==== Text under study ====
The most common mistaken assumption is that if you look at the other primates, you see instinct. If I say for example that there's political behavior in chimpanzees, people say, “Oh, that means it's instinctive.” They think that in the other primates you see instinct, and if you look at humans, you see culture—more culture than biology. That's a big mistake. Because if you look at the other primates, you also see culture. For example, a chimpanzee becomes an adult when they're 16. They have a very slow development and they learn a lot before they are adults. We know that there's a lot of cultural habits that they have. If you look at the other primates, you also see culture, and if you look at humans, you also see a lot of biology. I think that's the biggest mistake, that people think that in animals things must be simple and instinctive. Nothing is simple, especially not in the great apes.
Mounk: Tell us a little bit about those cultural differences. If I were skeptical of this point, and you'd want to illustrate it, what are the kinds of cultural differences you get between one group of chimpanzees and a different group of chimpanzees living elsewhere?
de Waal: The most basic one is that they cannot survive without the culture. Take for example captive chimpanzees (or captive monkeys, for that matter). If you release them in the forest, they will die. They will die because they don't know what to eat. They don't know what dangers to avoid. They don't know how to orient themselves. They're just hopeless and helpless. Culture is absolutely essential for their survival; there are a lot of things that they eat that they learned from each other. Cracking nuts is a good example; there are chimpanzees who have nuts and stones in the forest and don't do anything with them and other chimpanzee groups where they have stones and nuts and they crack the nut with stones. They have a lot of extra food that way, because nuts are a very valuable food source. That's one cultural difference. There are tons of them documented in all sorts of species—not just the primates, but also in whales—and, of course, birdsong is cultural. People assume that what you see in nature is biology but it is also often cultural.
There are fashions, for example. That's well documented. Sometimes a chimpanzee group develops a fashion. For example, there was one group where the females put grass in their ears and walked around the whole day with grass in their ears. Pretty soon all of them started doing it—females more than males (females always do more self-ornamentation than the males do). You do have groups that are more peaceful or more aggressive than other groups, social differences like that, but not in terms of the customs like who you have sex with.
Mounk: Do we have a model for what causes one group to be more peaceful?
de Waal: There's an observation by Robert Sapolsky. One of his baboon troops lost the most aggressive males due to poisoning at a garbage dump. All of a sudden, the most aggressive males were gone and the group became much more peaceful. That's understandable. There's no big mystery of how that may happen. But, then, the group kept the peace for the next 10 years even though there were males coming in and males going out (which is typical of baboon troops). His speculation was that the fact that they kept it going for 10 years is because the females were selective in what kind of males they admitted to the group. The females had decided that a more peaceful group was pleasant and was something that they wanted. It was not a genetic difference but it was maybe selectiveness of the females in this particular case.
Mounk: One thing that people like to think through when we look at non-human primates is how they reflect on our own nature—in particular, whether we're biologically hardwired to be moral or to be selfish.
What are some of the wrong assumptions that people make about what we can learn about morality and human nature from studying non-human primates and what do you think the actual lesson is?
==== Extracted data ====
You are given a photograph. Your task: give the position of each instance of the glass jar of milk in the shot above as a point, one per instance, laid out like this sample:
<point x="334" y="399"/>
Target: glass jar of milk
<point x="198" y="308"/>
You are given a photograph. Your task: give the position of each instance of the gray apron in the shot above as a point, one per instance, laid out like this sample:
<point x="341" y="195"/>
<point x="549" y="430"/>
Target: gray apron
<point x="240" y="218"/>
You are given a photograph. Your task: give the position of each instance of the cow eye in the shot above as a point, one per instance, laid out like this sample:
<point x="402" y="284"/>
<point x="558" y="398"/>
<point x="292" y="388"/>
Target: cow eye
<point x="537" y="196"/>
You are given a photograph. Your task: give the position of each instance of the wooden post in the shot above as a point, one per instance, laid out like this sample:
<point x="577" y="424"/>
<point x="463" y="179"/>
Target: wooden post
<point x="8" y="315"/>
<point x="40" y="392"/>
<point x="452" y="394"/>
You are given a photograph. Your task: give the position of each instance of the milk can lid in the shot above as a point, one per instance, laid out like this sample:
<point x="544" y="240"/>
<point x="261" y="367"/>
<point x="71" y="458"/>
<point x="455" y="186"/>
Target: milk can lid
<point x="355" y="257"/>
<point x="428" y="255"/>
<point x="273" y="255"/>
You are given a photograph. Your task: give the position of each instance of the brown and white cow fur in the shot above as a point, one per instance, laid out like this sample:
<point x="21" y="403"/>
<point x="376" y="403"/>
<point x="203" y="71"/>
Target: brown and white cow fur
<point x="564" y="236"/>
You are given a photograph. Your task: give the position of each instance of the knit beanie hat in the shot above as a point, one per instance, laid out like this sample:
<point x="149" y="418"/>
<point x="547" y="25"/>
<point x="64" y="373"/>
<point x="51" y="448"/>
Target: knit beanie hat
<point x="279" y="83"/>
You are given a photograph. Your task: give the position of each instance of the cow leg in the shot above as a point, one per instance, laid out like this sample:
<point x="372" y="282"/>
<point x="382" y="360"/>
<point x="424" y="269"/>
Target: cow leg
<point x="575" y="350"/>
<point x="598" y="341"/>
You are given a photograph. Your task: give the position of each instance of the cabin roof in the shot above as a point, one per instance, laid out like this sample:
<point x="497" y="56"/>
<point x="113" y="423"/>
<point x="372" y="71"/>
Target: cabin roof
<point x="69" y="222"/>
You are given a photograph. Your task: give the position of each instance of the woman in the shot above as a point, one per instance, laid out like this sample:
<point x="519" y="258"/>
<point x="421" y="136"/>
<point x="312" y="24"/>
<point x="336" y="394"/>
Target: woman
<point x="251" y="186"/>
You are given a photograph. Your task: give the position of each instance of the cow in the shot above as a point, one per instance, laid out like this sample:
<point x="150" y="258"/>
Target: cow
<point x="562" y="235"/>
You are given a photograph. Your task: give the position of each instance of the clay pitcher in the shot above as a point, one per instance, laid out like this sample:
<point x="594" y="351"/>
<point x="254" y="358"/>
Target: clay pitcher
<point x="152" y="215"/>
====
Exercises to complete
1 - Write out the part of the interview on primate culture between "Mounk: One thing" and "actual lesson is?", inclusive.
2 - In the interview on primate culture, how did one of Robert Sapolsky's baboon troops lose its most aggressive males?
3 - Give what follows the final sentence of the interview on primate culture.

Answers by item
1 -
Mounk: One thing that people like to think through when we look at non-human primates is how they reflect on our own nature—in particular, whether we're biologically hardwired to be moral or to be selfish.
What are some of the wrong assumptions that people make about what we can learn about morality and human nature from studying non-human primates and what do you think the actual lesson is?

2 - They were lost to poisoning at a garbage dump.

3 -
de Waal: I got interested in the evolution of morality because I worked on empathy in primates. The first studies of empathy were mostly about what you would call reactions to the distress of others: you see a child crying, you console them and you help them if necessary. That's an act of empathy. Chimpanzees and bonobos do exactly the same thing. If one of them has lost a fight, or has fallen out of a tree, or whatever it is that distresses them, others come over and embrace and kiss them and try to calm them down. So I got interested in acts of empathy, and very soon I discovered that, for many people, empathy is very close to morality. For the Dalai Lama, of course, compassion is all you need. You don't need much else for morality than compassion. Morality is probably more than that. But empathy is a very important feature. Without empathy, you cannot be a moral being because empathy is what draws you into others. How can you be a moral being if you're not interested in others? I got interested in the evolution of morality and noticed that there's a lot of top-down theory in the evolution of morality. It's like Kant—the idea that there is a rational decision to be a moral being, that we reasoned ourselves towards moral principles. I don't believe a word of that. I'm much more Humean; David Hume assumed that the moral emotions, what he called the moral sentiments, are the basis of human morality. I think that's exactly the case and it is built on a primate morality and a primate empathy—primate psychology, basically. Human morality is not some sort of invention that is independent of biology. I do think it goes beyond what chimps or bonobos do, it's more complex than what they do, but it's clearly related to what they do.
Mounk: The existence of empathy seems like a good piece of news. But at the same time you also see the continuity of fights and other small forms of war.
How reassured are you by the existence of empathy in these non-human primates and how does empathy interplay with aggression, status-seeking, dominance and all the other kinds of moral passions that humans also seem to share with primates?
de Waal: When humans are nice to each other we are probably nicer and more altruistic than any primate. When we're nasty to each other, we are worse than any primate. We have genocides, which is not something that other primates do. We have these extremes in our psychology. You cannot say that humans are, by definition, nice or nasty. We alternate between the two depending on the circumstances and depending on what we're being told by the politicians and so on.
We have extremes, but you see the same thing in chimpanzees and bonobos. Bonobos are generally nicer than chimps, less violent. Actually, we don't know of one bonobo killing another bonobo. We know of plenty of that in chimpanzees, both in the field and in captivity. All these species, they have that same spectrum. It’s not as wide maybe, but they have that same spectrum. They can be extremely aggressive under certain circumstances and they can also be extremely nice. I would not simplify these things. I can understand why some people would want to be more like a bonobo than like a chimpanzee. There are also sexual reasons for that, of course, but it’s the same sort of spectrum you see in all species.
Mounk: What determines when we are empathetic and when we're aggressive? And is there something we can learn from that about how to set up cultures, societies, and political structures in ways that will encourage cooperation and niceness rather than conflict and aggression?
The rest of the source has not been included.